#### Task description
Each line containing the string "small" should be copied out of the entries.

#### Collected data
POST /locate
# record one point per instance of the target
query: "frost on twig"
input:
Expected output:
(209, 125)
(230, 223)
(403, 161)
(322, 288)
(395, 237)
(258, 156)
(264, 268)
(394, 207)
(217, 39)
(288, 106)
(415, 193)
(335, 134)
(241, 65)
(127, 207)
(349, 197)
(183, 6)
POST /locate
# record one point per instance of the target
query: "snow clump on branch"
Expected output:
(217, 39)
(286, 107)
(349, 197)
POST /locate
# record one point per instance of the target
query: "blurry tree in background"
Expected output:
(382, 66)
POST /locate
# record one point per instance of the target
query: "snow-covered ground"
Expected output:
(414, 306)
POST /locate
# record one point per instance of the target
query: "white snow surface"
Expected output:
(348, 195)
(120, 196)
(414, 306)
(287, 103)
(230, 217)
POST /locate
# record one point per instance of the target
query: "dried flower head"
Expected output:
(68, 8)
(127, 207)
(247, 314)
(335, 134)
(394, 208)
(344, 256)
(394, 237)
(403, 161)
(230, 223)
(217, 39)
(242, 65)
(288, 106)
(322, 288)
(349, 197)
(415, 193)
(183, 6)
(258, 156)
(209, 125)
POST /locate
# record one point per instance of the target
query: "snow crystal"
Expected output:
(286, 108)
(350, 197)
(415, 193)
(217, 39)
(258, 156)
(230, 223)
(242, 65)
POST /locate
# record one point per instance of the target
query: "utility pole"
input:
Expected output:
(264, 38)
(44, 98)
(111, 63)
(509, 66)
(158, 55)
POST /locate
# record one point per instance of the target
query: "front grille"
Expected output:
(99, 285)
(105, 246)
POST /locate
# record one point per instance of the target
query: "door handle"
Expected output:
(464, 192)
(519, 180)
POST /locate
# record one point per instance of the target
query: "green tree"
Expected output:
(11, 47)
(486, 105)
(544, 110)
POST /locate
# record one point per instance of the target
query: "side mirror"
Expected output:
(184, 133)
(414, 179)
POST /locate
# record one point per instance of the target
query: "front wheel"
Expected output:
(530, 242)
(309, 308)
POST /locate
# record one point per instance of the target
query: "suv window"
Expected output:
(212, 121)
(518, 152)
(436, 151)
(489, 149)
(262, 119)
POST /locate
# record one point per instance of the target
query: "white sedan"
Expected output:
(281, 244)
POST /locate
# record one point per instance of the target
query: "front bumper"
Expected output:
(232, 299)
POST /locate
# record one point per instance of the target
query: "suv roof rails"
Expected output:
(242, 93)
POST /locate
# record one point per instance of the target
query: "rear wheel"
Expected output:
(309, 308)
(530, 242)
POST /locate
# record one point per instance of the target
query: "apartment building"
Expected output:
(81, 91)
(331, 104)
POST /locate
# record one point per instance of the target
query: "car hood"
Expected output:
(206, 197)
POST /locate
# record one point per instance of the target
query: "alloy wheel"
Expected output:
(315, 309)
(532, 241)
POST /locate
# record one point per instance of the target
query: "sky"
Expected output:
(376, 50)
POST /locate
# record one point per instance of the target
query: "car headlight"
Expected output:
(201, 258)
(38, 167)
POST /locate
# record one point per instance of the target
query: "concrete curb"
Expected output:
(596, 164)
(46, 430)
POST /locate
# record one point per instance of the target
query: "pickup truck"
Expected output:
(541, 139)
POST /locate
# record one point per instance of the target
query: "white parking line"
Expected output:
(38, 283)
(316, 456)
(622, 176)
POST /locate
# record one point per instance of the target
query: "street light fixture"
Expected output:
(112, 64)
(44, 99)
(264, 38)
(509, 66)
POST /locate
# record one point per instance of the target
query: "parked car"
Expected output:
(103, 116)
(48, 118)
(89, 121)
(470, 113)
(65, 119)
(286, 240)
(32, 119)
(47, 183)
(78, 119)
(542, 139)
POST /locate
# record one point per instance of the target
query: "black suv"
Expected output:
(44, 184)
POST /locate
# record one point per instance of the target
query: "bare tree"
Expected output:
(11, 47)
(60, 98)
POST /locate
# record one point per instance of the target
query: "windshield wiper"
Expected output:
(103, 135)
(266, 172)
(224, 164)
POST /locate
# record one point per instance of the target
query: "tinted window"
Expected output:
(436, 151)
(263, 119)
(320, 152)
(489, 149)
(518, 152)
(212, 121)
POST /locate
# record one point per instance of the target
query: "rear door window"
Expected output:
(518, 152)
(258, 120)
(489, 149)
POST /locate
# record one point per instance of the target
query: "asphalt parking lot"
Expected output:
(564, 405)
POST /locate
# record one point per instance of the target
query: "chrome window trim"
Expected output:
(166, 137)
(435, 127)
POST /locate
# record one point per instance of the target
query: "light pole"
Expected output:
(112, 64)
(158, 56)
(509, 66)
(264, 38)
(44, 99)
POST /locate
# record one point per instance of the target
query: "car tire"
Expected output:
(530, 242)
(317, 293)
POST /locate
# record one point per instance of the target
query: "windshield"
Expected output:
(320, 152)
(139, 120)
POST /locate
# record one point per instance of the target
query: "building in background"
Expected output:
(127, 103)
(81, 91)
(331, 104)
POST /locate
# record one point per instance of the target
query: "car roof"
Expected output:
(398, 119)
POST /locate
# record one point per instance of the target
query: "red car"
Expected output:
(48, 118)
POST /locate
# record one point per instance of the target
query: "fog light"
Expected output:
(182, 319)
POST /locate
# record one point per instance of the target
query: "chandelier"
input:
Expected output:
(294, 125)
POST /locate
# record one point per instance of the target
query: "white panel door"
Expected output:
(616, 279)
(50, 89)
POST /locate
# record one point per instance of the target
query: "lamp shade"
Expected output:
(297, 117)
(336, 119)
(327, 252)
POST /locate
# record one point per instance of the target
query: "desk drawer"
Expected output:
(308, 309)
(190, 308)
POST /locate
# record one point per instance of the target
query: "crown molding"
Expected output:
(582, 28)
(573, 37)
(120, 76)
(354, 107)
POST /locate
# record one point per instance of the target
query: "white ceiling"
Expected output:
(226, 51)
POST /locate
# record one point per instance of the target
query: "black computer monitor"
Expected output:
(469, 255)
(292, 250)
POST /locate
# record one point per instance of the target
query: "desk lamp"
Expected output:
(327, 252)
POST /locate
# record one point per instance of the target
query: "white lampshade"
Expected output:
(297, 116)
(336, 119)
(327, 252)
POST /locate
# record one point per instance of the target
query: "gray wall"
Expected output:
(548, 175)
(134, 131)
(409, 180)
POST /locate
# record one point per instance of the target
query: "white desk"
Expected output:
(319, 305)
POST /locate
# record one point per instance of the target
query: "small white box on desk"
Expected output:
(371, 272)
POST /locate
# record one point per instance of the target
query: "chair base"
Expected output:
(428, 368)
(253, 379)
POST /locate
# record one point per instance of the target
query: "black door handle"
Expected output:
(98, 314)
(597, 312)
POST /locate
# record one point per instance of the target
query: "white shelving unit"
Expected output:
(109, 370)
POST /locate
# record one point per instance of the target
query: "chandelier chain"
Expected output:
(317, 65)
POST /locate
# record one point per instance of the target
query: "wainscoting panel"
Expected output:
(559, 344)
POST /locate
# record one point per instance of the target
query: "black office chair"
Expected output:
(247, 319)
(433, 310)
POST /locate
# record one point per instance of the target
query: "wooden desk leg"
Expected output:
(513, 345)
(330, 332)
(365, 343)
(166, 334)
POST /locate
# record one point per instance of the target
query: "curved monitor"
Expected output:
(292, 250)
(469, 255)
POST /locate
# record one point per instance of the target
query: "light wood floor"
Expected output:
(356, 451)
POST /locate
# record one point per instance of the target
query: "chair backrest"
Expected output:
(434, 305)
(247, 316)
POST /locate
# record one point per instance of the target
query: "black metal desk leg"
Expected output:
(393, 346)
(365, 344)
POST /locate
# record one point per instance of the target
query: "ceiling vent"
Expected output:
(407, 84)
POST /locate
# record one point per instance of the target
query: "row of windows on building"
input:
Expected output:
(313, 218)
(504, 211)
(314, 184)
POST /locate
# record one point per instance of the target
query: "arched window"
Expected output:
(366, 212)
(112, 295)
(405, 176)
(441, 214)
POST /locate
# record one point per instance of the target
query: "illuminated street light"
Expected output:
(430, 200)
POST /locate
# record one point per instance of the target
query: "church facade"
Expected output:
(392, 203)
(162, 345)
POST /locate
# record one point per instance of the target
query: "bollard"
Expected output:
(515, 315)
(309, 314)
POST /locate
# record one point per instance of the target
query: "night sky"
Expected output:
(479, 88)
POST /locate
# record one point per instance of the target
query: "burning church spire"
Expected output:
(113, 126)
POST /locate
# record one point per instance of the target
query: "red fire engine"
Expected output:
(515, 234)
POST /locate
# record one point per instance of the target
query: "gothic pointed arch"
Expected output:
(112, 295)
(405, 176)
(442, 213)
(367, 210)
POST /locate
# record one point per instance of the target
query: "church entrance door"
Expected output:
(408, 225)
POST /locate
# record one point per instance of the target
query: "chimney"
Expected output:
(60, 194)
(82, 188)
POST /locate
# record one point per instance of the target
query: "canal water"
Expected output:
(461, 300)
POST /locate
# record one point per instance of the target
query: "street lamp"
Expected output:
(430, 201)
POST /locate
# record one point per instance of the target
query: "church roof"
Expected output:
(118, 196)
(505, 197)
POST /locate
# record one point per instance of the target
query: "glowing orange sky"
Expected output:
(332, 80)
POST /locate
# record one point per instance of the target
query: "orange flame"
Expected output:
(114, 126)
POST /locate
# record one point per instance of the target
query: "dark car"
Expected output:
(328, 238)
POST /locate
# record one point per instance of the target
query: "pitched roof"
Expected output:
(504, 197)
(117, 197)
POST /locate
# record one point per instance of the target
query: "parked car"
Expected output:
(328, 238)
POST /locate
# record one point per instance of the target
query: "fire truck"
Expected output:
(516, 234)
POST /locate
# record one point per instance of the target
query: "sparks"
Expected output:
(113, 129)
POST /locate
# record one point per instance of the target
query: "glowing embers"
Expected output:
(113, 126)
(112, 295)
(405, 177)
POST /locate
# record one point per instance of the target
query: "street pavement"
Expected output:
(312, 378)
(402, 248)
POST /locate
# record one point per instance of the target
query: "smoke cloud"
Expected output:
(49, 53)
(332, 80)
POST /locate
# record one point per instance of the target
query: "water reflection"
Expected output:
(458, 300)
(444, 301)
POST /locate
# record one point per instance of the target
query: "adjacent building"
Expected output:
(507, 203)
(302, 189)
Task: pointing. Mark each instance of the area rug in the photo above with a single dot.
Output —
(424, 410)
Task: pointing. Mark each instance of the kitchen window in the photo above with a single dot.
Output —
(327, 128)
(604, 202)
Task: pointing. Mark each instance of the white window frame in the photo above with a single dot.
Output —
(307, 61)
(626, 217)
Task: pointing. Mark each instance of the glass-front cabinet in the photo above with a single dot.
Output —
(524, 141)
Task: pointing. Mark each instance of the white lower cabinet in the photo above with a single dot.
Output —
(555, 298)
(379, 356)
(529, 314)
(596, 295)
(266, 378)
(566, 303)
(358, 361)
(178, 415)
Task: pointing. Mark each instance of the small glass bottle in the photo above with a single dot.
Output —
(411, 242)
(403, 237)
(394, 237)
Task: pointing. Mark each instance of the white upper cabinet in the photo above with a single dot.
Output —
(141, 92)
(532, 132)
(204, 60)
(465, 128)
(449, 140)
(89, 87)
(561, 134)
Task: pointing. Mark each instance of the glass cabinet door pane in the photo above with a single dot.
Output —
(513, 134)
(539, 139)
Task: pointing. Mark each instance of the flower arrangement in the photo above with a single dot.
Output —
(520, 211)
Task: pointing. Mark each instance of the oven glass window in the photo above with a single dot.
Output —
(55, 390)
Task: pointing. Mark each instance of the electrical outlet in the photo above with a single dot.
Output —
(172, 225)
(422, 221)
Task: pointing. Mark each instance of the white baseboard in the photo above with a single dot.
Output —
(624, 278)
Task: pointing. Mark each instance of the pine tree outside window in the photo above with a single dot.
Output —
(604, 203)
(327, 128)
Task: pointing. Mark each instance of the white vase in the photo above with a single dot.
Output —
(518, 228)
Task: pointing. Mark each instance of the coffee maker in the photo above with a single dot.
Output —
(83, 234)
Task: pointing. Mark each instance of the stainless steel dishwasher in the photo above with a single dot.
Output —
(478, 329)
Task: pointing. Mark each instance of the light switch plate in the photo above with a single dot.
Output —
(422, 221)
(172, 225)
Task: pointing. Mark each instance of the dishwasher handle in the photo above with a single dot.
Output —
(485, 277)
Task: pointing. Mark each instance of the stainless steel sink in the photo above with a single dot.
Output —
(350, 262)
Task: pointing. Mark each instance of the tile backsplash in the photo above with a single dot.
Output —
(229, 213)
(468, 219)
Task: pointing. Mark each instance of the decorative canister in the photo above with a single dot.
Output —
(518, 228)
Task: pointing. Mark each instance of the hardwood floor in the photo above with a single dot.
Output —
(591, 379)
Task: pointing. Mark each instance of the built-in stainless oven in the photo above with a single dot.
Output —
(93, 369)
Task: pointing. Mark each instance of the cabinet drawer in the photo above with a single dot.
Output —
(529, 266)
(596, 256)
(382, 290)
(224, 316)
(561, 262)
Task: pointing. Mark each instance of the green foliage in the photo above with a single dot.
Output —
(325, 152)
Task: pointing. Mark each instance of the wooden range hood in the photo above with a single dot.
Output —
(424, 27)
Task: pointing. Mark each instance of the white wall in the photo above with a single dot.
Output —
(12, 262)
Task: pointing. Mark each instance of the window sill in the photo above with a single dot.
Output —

#### Exercise output
query: "small white box on desk"
Task: pointing. Mark each instance of the small glass bottle in the photo above with a single dot.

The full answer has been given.